= What is expected =
Filter the entries below, keeping every line that has the word "white".
::: Task data
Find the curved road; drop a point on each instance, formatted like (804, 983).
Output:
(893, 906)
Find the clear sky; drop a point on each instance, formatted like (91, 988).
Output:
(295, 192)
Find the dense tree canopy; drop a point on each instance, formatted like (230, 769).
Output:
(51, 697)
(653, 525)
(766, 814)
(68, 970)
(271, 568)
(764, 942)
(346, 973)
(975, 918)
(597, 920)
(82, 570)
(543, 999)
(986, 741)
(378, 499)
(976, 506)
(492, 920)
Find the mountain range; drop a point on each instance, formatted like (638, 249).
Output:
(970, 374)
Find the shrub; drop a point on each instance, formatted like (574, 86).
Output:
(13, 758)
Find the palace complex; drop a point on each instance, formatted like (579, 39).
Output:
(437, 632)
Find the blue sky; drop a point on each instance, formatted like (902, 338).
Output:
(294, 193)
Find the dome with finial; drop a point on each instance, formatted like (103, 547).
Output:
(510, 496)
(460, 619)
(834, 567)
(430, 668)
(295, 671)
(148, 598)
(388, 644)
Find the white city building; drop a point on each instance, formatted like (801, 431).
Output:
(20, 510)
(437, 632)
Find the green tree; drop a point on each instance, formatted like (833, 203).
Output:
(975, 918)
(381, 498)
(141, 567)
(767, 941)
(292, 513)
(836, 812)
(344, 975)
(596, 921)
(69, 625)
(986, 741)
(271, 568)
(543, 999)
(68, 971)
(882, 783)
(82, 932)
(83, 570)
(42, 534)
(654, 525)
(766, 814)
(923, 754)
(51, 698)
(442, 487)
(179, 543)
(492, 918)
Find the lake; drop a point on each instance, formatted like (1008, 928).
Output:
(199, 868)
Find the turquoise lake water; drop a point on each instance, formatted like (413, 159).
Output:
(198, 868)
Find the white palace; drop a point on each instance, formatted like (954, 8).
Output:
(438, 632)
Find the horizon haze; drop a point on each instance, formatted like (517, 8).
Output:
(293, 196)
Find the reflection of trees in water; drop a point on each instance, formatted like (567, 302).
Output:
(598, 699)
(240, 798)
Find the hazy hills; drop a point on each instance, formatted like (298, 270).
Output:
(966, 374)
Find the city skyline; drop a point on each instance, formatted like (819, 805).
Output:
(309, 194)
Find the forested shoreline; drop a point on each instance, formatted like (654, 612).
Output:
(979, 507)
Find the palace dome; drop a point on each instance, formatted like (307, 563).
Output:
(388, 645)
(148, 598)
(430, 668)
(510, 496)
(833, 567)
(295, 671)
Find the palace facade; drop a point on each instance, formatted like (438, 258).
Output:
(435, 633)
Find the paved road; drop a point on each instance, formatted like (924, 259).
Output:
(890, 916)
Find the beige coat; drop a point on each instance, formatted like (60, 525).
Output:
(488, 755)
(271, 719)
::::::
= Written response =
Find the white city building; drop a point on each instance, formatted like (801, 431).
Find the white palace; drop a point on each instance, formatted like (954, 8).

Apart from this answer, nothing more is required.